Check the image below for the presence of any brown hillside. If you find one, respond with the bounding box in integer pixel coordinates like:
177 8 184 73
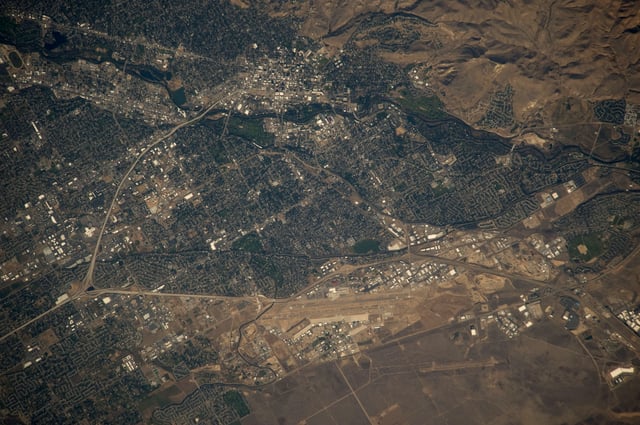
260 0 640 132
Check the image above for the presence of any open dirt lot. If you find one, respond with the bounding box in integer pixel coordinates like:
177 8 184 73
242 319 612 425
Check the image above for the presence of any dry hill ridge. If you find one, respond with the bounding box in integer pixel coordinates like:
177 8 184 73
261 0 640 134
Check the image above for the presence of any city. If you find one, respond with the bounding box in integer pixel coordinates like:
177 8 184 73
1 1 640 424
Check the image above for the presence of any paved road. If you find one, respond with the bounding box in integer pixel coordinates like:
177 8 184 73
82 95 229 290
0 97 229 343
82 287 271 303
411 250 556 288
0 298 72 343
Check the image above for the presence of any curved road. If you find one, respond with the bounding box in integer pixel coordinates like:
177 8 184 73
81 95 229 290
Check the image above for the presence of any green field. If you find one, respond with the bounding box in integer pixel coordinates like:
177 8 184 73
430 182 453 197
567 233 605 262
8 51 22 68
396 92 447 120
251 256 284 286
223 390 250 417
169 87 186 106
353 239 380 254
232 232 263 253
226 117 274 144
207 116 274 145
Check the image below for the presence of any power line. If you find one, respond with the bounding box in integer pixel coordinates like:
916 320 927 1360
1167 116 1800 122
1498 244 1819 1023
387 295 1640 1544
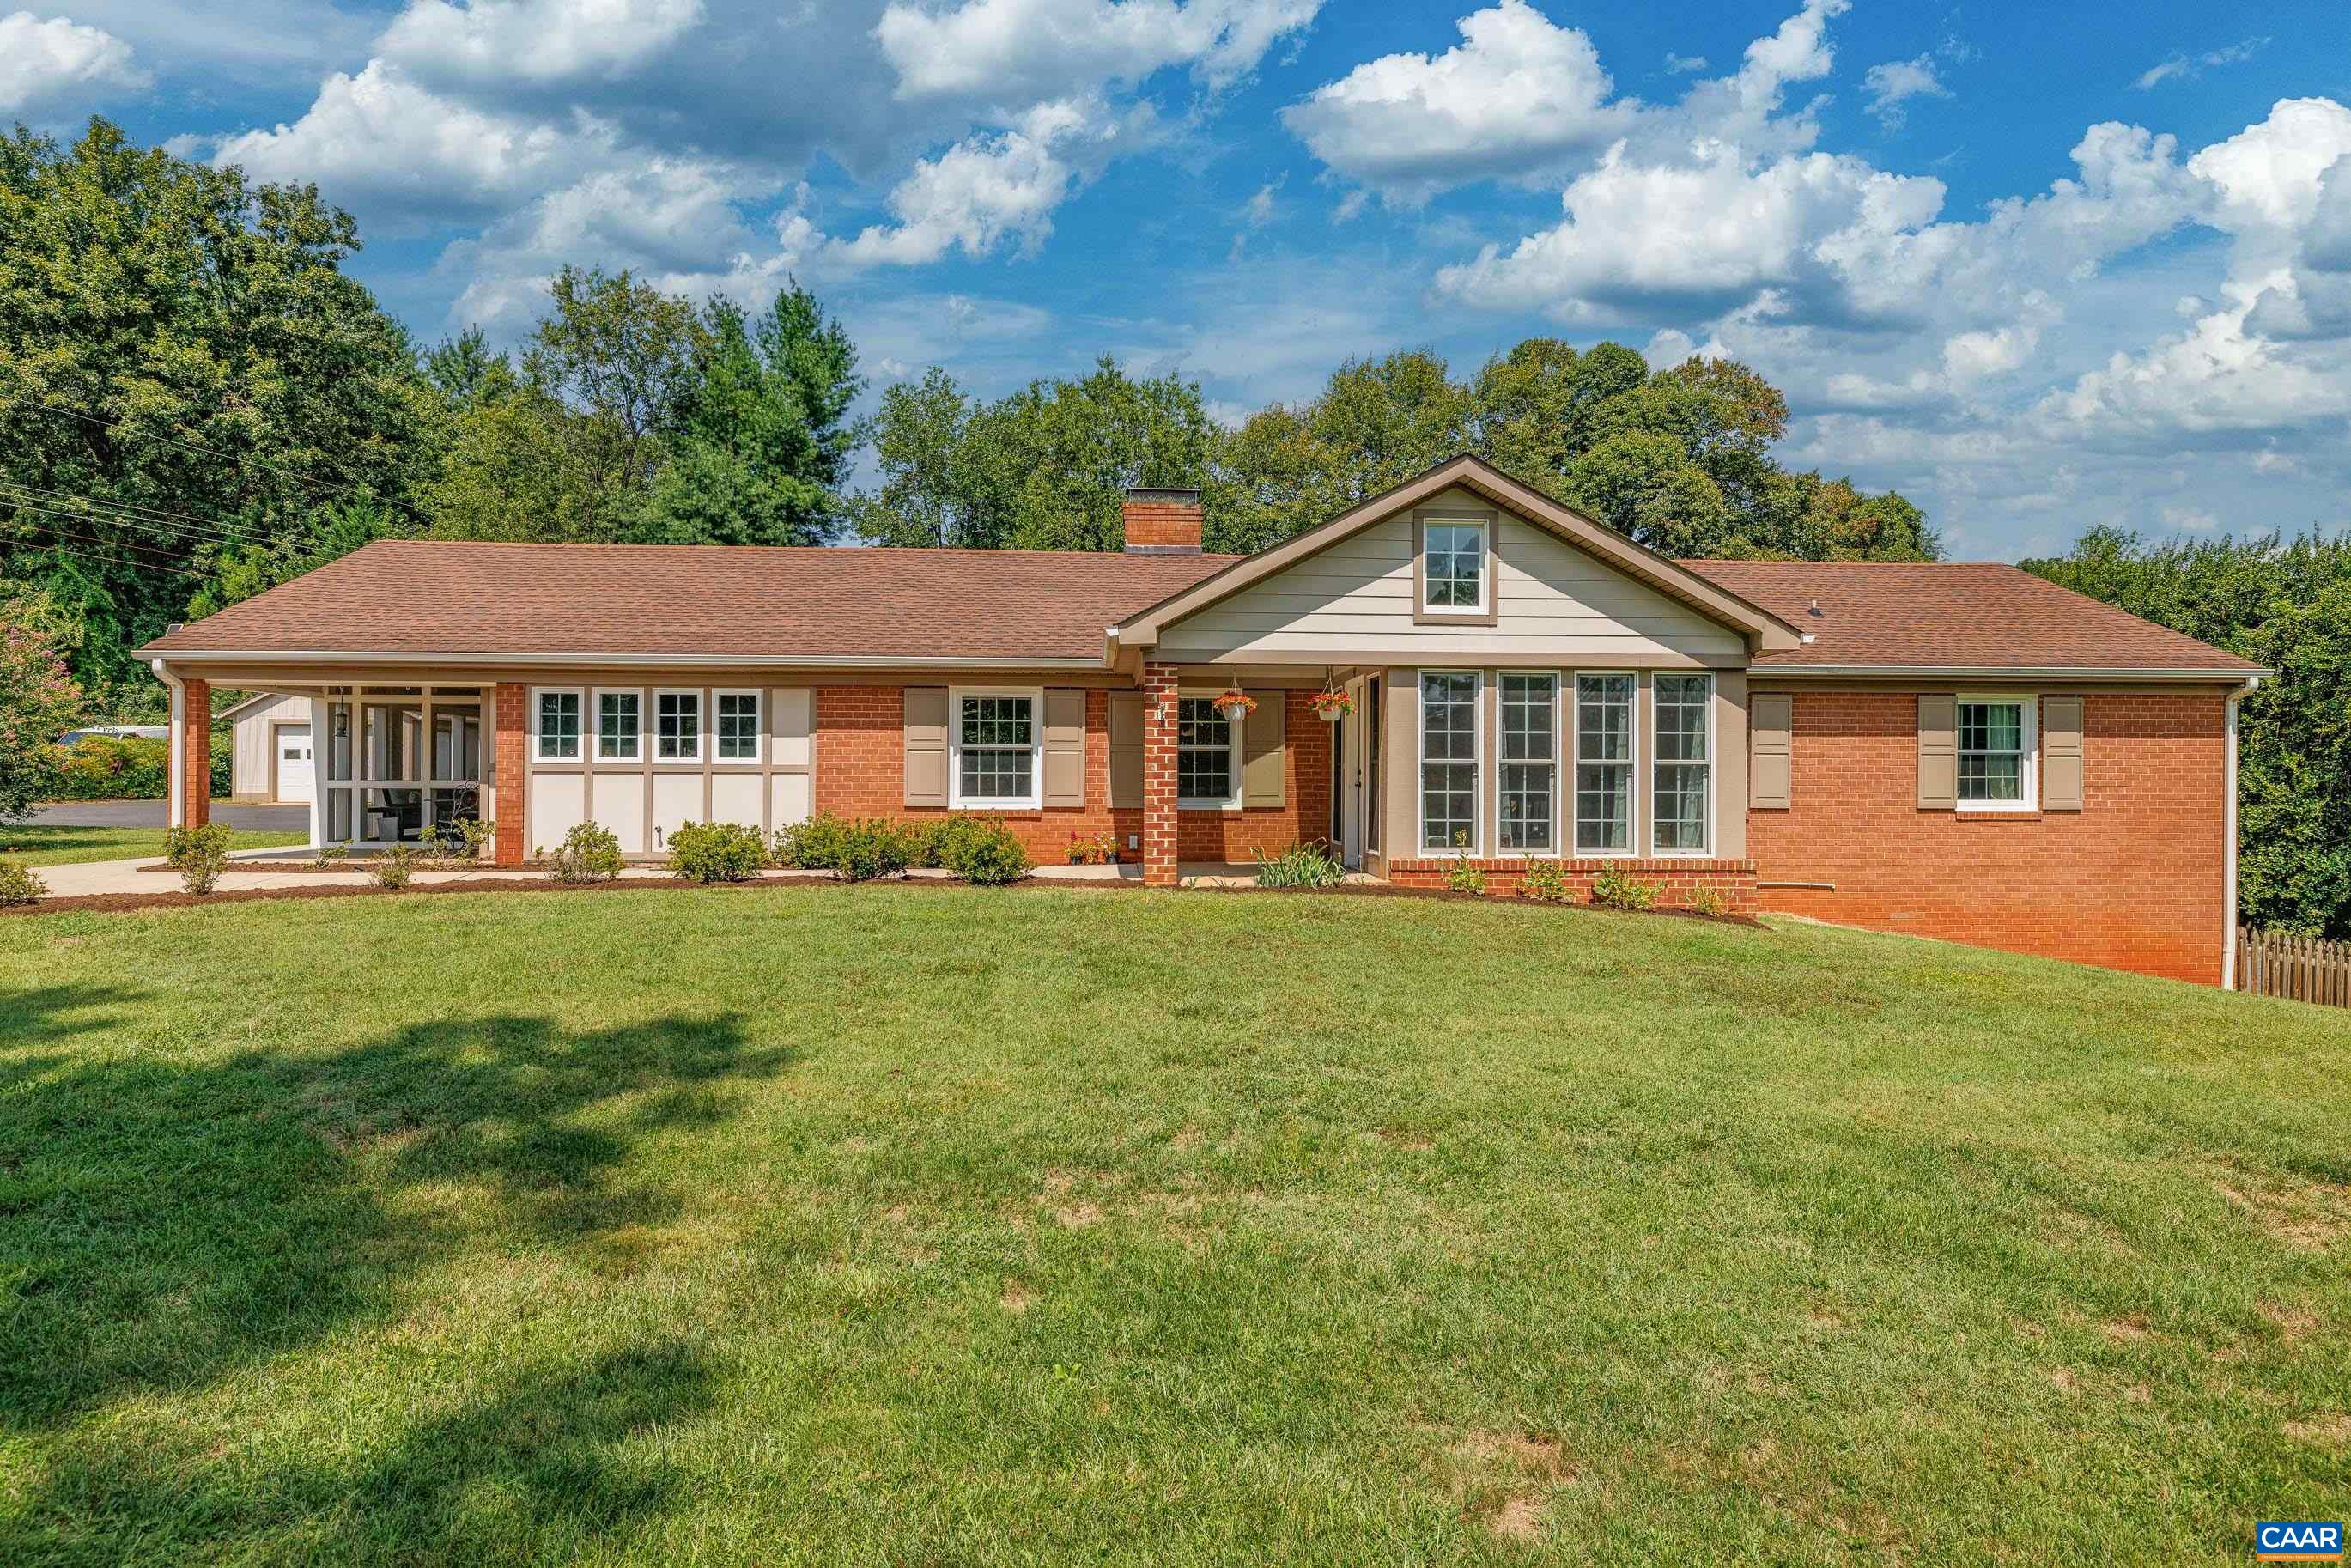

==*==

__Exercise__: Each entry above is to be duplicated exactly, and its pictures omitted.

__Exercise response__:
Check the image below for the presence of any brown hillside. If you find one, respond with the bounding box in integer pixel coordinates like:
177 8 184 73
260 0 640 132
Check the image above for the presence of any open dirt lot. If you find one, respond with the bounding box in integer pixel coordinates like:
177 8 184 73
242 319 612 425
Check the image above for the presence of any dry hill ridge. If you find one, respond with the bounding box in integer pixel coordinates like:
177 8 184 73
261 0 640 134
Check the image above for the presence of any city. If you find one, respond with the bounding box in integer pixel coordinates like:
177 8 184 73
1 1 640 424
Check the image above for the presence of any paved road. If you find one, respond with the bounding box in integer pixel coordinates like:
177 8 184 73
82 95 229 290
0 97 229 343
82 287 271 303
411 250 556 288
0 298 72 343
Check the image above for the presence of any curved road. If you find one, respond with the bounding box in integer pixel coordinates like:
177 8 184 73
81 95 229 290
Check the image above for the presence of any green field. If you find one, respond with the bounding box in integer pixel coordinates like:
177 8 184 73
430 182 453 197
567 233 605 262
8 51 22 68
396 92 447 120
251 256 284 286
223 390 250 417
169 87 186 106
353 239 380 254
232 232 263 253
226 117 274 144
207 116 274 145
Check the image below for the presence of any power line. If you find one, respond with the bounding box in integer pixel coordinates like:
916 320 927 1360
1167 116 1800 122
1498 244 1819 1023
387 295 1640 1544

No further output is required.